- Document text
---*---

1 The Rock Star of Chinese Politics
 
In March of each year, the Chinese capital comes to a standstill for the ten-day gathering of the National People's Congress at the Soviet-designed Great Hall of the People. Traffic is blocked, vagrants are swept from the city, lawyers and intellectuals are sent away or detained and media censorship steps up an extra gear, while journalists from the Xinhua News Agency interview their foreign counterparts about this showcase of democracy. The fuss seems out of proportion for a legislature appointed by the Communist Party and which has never rejected a law bill put before it. In recent years there have been, however, two flickers of transparency and political showmanship that the Beijing press corps learned to look forward to. One was the closing press conference presided over by the leadership's lone advocate for democratic reforms, Wen Jiabao, which was the only opportunity that journalists had to ask real questions of a top-ranked leader and to expect a meaningful reply. The other was the appearance of Wen's ideological adversary: the rock star of Chinese politics, Bo Xilai.
 
At the time of the 2012, Congress Bo Xilai was a provincial leader who was not a member of the nine-member Politburo Standing Committee, and yet he seemed to be setting the national political agenda. Since being sent to run the Yangtze River metropolis of Chongqing in late 2007 he had draped himself in neo-Maoist iconography and led an orchestrated craze of 'red singing' of patriotic revolution-era songs across the nation. He had attracted unprecedented praise from several of his superiors – most notably from the incoming president, Xi Jinping – for a war he was waging against corruption, inequality and mafia-state collusion. He was seen as the custodian of the Party's revolutionary ideals, fighting to live up to Mao's instruction to 'serve the people', at a time when the Party and the country had lost its way. He had become the poster boy for socialism's true believers and a magnet for all who were attracted to the lure of rising power. Some who had grown up and risen through the ranks with Bo believed he wanted to ultimately eclipse Xi Jinping and become the most powerful man in China after the leadership transition of November 2012.

---*---

- Information supplied
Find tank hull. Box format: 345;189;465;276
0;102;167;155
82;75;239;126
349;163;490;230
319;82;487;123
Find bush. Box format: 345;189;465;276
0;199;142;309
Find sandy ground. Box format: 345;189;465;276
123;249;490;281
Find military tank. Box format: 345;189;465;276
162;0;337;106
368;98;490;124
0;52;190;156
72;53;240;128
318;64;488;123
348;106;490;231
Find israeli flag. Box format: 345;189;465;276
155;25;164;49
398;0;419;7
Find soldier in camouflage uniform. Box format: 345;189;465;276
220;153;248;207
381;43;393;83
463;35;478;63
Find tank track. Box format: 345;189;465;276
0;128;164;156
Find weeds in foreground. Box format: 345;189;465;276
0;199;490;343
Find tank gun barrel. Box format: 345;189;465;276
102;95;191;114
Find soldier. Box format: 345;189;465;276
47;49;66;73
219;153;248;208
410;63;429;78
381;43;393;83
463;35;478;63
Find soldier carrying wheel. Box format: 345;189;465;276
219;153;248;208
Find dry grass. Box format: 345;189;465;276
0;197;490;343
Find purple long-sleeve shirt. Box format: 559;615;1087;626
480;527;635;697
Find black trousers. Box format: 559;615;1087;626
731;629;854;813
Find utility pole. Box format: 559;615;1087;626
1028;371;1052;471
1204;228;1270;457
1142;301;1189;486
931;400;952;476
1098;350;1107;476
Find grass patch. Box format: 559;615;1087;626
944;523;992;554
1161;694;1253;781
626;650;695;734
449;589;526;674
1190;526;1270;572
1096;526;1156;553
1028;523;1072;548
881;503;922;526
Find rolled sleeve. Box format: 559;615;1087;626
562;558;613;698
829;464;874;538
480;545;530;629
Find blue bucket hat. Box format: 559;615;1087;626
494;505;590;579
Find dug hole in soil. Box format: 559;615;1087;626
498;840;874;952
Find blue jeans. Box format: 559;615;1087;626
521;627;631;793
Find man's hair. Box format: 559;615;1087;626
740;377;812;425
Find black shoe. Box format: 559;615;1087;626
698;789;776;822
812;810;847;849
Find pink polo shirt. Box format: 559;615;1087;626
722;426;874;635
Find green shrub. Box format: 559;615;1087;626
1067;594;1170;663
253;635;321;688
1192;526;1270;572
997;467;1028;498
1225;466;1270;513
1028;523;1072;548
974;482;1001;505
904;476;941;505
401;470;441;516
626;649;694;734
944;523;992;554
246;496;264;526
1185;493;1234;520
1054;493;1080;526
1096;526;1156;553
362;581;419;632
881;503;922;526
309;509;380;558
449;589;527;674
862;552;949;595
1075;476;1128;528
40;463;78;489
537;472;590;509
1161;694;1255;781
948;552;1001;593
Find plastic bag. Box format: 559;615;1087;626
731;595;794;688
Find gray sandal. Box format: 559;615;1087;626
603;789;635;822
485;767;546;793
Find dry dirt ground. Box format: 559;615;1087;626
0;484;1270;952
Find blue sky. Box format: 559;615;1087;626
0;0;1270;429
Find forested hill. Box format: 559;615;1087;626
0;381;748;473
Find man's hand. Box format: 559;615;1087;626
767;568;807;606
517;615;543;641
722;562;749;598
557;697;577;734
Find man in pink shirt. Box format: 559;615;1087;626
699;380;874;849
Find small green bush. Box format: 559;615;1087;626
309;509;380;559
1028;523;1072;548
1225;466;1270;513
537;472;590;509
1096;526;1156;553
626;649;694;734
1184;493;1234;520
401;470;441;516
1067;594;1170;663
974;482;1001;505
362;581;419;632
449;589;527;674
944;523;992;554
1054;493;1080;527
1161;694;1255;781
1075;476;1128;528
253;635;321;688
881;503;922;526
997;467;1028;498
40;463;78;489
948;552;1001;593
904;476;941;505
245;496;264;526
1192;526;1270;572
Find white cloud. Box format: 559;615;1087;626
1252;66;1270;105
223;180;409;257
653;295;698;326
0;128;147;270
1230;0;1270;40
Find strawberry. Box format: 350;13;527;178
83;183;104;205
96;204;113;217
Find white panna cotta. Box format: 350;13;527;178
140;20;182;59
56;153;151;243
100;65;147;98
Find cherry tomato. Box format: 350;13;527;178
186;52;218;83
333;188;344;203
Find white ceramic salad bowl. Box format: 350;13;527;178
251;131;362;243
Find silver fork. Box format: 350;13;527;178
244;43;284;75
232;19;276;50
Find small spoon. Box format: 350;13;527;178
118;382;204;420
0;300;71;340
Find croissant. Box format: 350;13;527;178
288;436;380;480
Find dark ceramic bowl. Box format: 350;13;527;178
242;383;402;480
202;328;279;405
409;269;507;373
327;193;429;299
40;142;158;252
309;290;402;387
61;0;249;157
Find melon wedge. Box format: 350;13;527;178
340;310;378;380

---*---

- Objectives
1 > In the passage on Chinese politics, which city was Bo Xilai sent to run in late 2007?
2 > Starting at the entry that contains "Find small green" and continuing through the last of the entries, reproduce those lines with "bowl" changed to "dish" and everything else left as it is.

- Expected responses
1 > Chongqing

2 >
Find small green bush. Box format: 559;615;1087;626
309;509;380;559
1028;523;1072;548
1225;466;1270;513
537;472;590;509
1096;526;1156;553
626;649;694;734
1184;493;1234;520
401;470;441;516
1067;594;1170;663
974;482;1001;505
362;581;419;632
449;589;527;674
944;523;992;554
1054;493;1080;527
1161;694;1255;781
1075;476;1128;528
253;635;321;688
881;503;922;526
997;467;1028;498
40;463;78;489
948;552;1001;593
904;476;941;505
245;496;264;526
1192;526;1270;572
Find white cloud. Box format: 559;615;1087;626
1252;66;1270;105
223;180;409;257
653;295;698;326
0;128;147;270
1230;0;1270;40
Find strawberry. Box format: 350;13;527;178
83;183;104;205
96;204;113;217
Find white panna cotta. Box format: 350;13;527;178
140;20;182;59
56;153;151;243
100;65;147;98
Find cherry tomato. Box format: 350;13;527;178
186;52;218;83
333;188;344;203
Find white ceramic salad dish. Box format: 350;13;527;178
251;131;362;243
Find silver fork. Box format: 350;13;527;178
244;43;284;75
232;19;276;50
Find small spoon. Box format: 350;13;527;178
118;382;204;420
0;300;71;340
Find croissant. Box format: 350;13;527;178
288;436;380;480
Find dark ceramic dish. Box format: 350;13;527;178
242;383;402;480
202;328;279;405
409;269;507;373
327;193;429;299
40;142;158;252
309;290;402;387
61;0;249;157
Find melon wedge. Box format: 350;13;527;178
340;310;378;380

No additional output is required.